Extend the article on John Cornelius, the 96-year-old World War II veteran who raises money for veterans through raffles, with new text that follows on from its last sentence.
━━━ Excerpted text
It’s unusual to find someone as charitable as John Cornelius. When you take into account the fact of his age — 96 — finding someone who compares becomes nearly impossible.
Ten years ago, the World War II veteran began making calls to local businesses, asking for items that he might raffle to benefit veterans.
Dole, in fact, was the one to inspire Cornelius to take up the role of fundraising mastermind in his mid-80s, saying to Cornelius, “Why don’t you do a raffle?”
Ten years later, and Cornelius has logged innumerable hours talking on the phone, writing letters — over 100 to local companies each year, soliciting items for raffle — and standing in front of stores with one goal in mind: To alleviate the suffering of his fellow veterans.
To say that Cornelius has been successful in his efforts is an understatement. This year, he has raised over $17,500, bringing his 10-year total over the $180,000 mark.
“Hopefully, next year we’ll make it over $200,000,” Cornelius said.
━━━━━━
━━━ Given data
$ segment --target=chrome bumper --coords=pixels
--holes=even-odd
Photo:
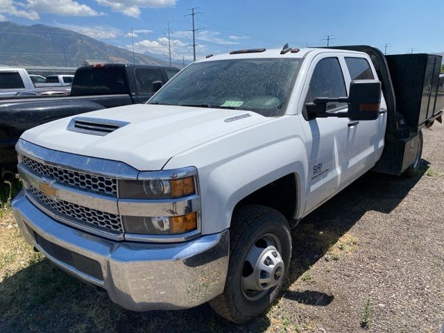
[[[191,307],[223,291],[228,266],[228,230],[179,244],[115,241],[56,221],[36,208],[23,191],[12,205],[28,243],[61,268],[105,289],[113,302],[126,309]],[[54,248],[62,255],[50,255]],[[67,260],[67,253],[73,254],[79,264]],[[94,277],[85,273],[92,271],[92,263],[100,265],[101,274]]]

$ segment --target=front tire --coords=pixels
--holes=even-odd
[[[230,250],[223,293],[210,305],[226,319],[245,323],[264,312],[279,295],[291,255],[289,223],[268,207],[236,210]]]
[[[419,137],[418,139],[418,150],[416,151],[416,157],[413,163],[406,169],[402,173],[402,176],[407,177],[414,177],[419,172],[420,167],[421,166],[421,156],[422,155],[422,131],[419,131]]]

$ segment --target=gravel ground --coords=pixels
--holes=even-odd
[[[369,173],[293,232],[282,297],[246,325],[203,305],[136,313],[32,252],[0,214],[0,331],[441,332],[444,126],[424,130],[420,174]]]

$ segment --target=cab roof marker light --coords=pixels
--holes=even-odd
[[[266,49],[245,49],[244,50],[232,51],[230,54],[258,53],[265,51],[266,51]]]

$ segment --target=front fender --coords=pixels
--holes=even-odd
[[[164,169],[198,169],[203,234],[230,227],[233,210],[244,198],[290,173],[296,173],[300,215],[305,202],[307,151],[296,117],[273,119],[220,137],[175,156]],[[295,198],[296,200],[296,198]]]

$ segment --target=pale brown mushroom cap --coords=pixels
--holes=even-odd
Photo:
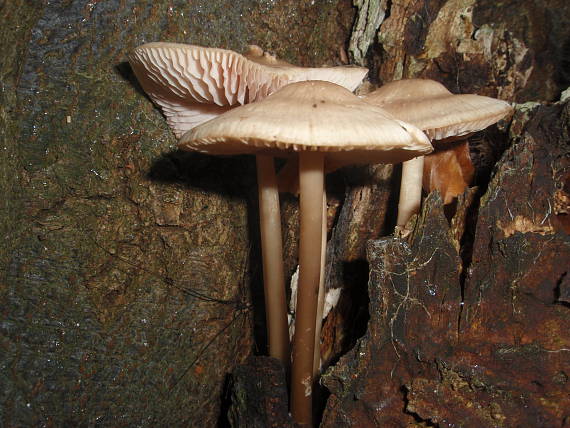
[[[138,81],[158,104],[177,137],[232,106],[259,101],[290,82],[328,80],[354,90],[367,69],[303,68],[254,49],[248,59],[236,52],[179,43],[137,47],[129,62]],[[262,51],[261,51],[262,52]]]
[[[180,148],[214,155],[325,151],[327,161],[402,162],[432,151],[415,126],[323,81],[287,85],[188,131]]]
[[[480,95],[449,92],[426,79],[390,82],[364,100],[416,125],[433,140],[480,131],[512,111],[509,103]]]

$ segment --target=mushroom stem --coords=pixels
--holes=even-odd
[[[402,181],[400,182],[398,220],[396,222],[399,227],[406,226],[410,217],[420,211],[423,172],[424,156],[418,156],[402,163]]]
[[[323,232],[323,153],[299,153],[299,184],[301,233],[291,370],[291,414],[298,424],[311,426],[315,325]]]
[[[315,323],[315,350],[313,358],[313,376],[316,378],[321,370],[321,329],[325,309],[325,264],[327,250],[327,193],[323,189],[323,233],[321,237],[321,274],[319,277],[319,297]]]
[[[281,361],[288,371],[291,358],[275,165],[273,156],[267,155],[257,155],[256,163],[269,355]]]

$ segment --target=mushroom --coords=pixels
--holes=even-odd
[[[147,43],[131,53],[129,63],[177,138],[234,106],[260,101],[288,83],[326,80],[354,91],[368,73],[362,67],[297,67],[255,45],[244,56],[182,43]]]
[[[195,127],[180,148],[213,155],[298,153],[300,243],[297,316],[291,372],[291,413],[312,421],[313,354],[323,233],[326,162],[393,163],[432,147],[416,127],[329,82],[287,85],[265,100],[247,104]]]
[[[426,79],[388,83],[364,100],[416,125],[431,140],[449,140],[480,131],[512,111],[505,101],[473,94],[454,95],[441,83]],[[400,228],[419,211],[423,167],[423,156],[402,165],[397,219]]]
[[[148,43],[137,47],[129,61],[178,138],[194,126],[232,107],[261,100],[289,82],[330,80],[352,91],[368,72],[362,67],[296,67],[257,46],[250,46],[242,56],[225,49]],[[269,355],[287,368],[290,357],[279,195],[272,156],[260,154],[256,161]]]

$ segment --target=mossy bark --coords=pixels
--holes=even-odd
[[[0,2],[1,425],[216,424],[252,350],[254,160],[177,152],[126,55],[334,64],[351,20],[349,1]]]

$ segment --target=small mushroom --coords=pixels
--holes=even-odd
[[[296,67],[250,46],[236,52],[178,43],[137,47],[129,61],[145,92],[180,138],[194,126],[229,109],[265,98],[292,81],[331,80],[354,90],[367,69]],[[260,229],[269,355],[289,365],[279,195],[273,158],[257,156]]]
[[[309,81],[287,85],[263,101],[195,127],[180,147],[214,155],[298,154],[301,232],[291,412],[296,422],[310,425],[325,162],[400,162],[429,153],[429,140],[338,85]]]
[[[364,99],[416,125],[432,141],[480,131],[512,111],[505,101],[473,94],[454,95],[441,83],[426,79],[397,80]],[[397,220],[401,228],[419,211],[423,168],[423,156],[402,165]]]
[[[147,43],[132,52],[129,62],[178,138],[232,107],[262,100],[288,83],[326,80],[353,91],[368,73],[362,67],[297,67],[258,46],[250,46],[244,56],[182,43]]]

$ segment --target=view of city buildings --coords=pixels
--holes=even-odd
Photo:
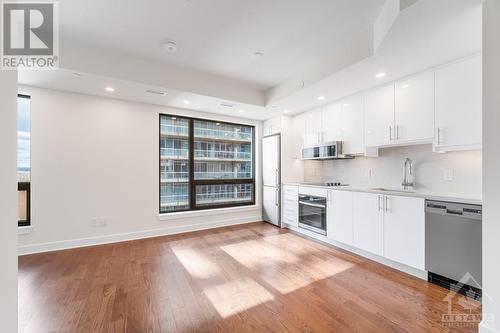
[[[161,115],[160,137],[160,212],[253,202],[253,127]]]

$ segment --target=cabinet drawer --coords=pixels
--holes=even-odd
[[[283,194],[290,195],[290,196],[297,196],[297,195],[299,195],[299,187],[293,186],[293,185],[284,185],[283,186]]]

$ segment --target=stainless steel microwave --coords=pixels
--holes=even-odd
[[[302,148],[303,160],[333,160],[353,158],[342,154],[342,141],[318,144]]]

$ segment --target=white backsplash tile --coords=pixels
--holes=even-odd
[[[304,181],[341,181],[355,186],[401,187],[406,157],[415,165],[417,190],[481,196],[481,151],[432,152],[431,145],[380,149],[379,157],[307,161]]]

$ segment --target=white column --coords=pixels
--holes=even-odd
[[[483,3],[483,322],[500,332],[500,0]],[[485,318],[493,317],[493,321]]]
[[[0,326],[17,332],[17,72],[0,70]]]

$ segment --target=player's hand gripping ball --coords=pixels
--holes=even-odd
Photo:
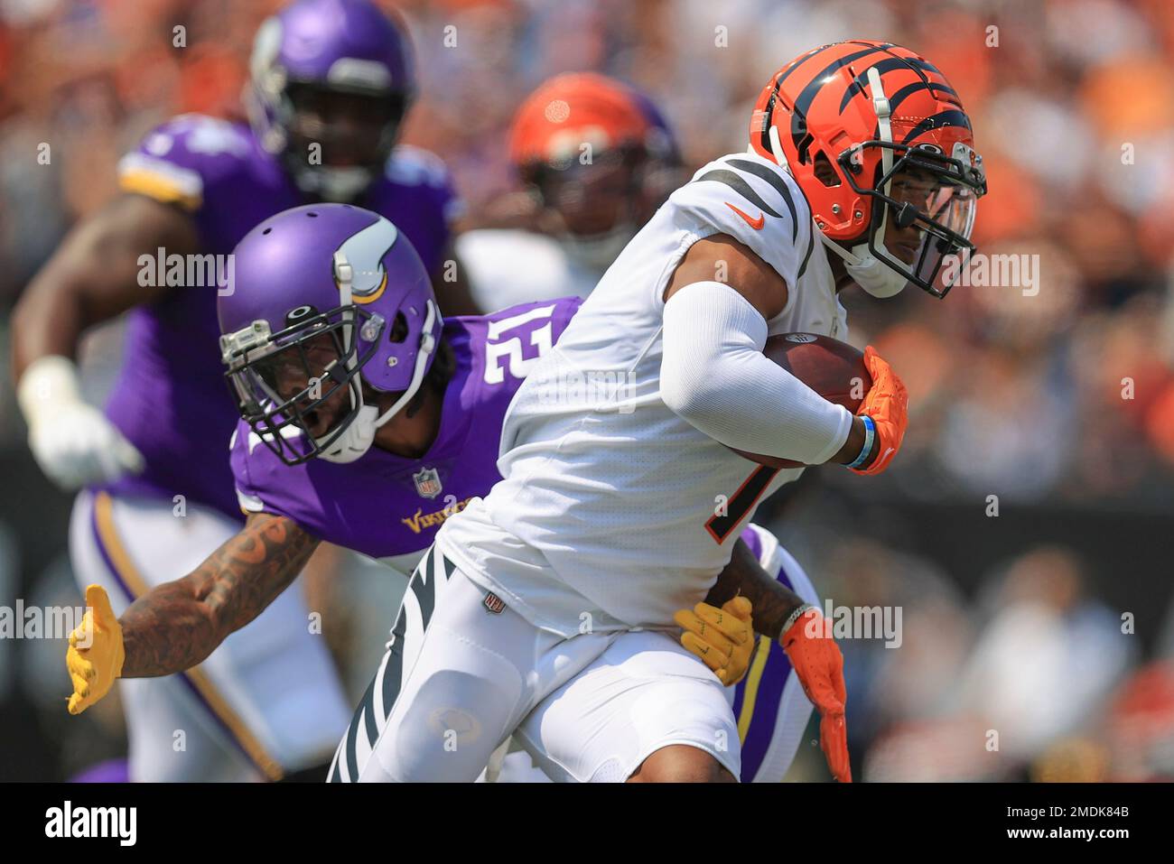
━━━━━━
▶ Answer box:
On Pearl Harbor Day, Monday, Dec. 7, Cornelius met with his crew, composed of veterans, at Weber’s IGA in the Village of Oak Creek to announce yet another year’s batch of raffle prizes.
The choice of location is not coincidental, for Cornelius and Weber’s owner Jake Weber have a long-standing friendship. On Memorial Day, the Fourth of July, Labor Day and Veterans Day, Weber gives Cornelius space in the store to sell raffle tickets.
“He says to me, ‘That’s yours, John,’” Cornelius said, adding that Weber goes so far as to take him to the Northern Arizona VA Health Care System himself. “Jake Weber’s one of the greatest citizens who’s ever lived. He just gives and gives and gives.”
The regard is returned, in full.
“It’s a special honor to stand with our veterans and their families: John, Peg, Mike, Tommy, Vaughn, Ed, Johnson and so many other’s on John’s team — America’s team,” Weber said. “John has quoted so many times, ‘I’m proud to be an American,’ so to be able to help our men and women that have stepped up to serve this country is inspiring. We can help from the heart with our support, with our sincere attention to the chapter our veterans have given for all of us.
“Stronger together, together forever: Thank you, John.”
For Cornelius — who recalls vividly the first time he visited the VA hospital in Prescott, prompting unbidden tears — the battle on behalf of veterans is never ending, an obligation to help he gladly accepts.
“The soldier who’s injured in combat is a true brave man,” Cornelius said.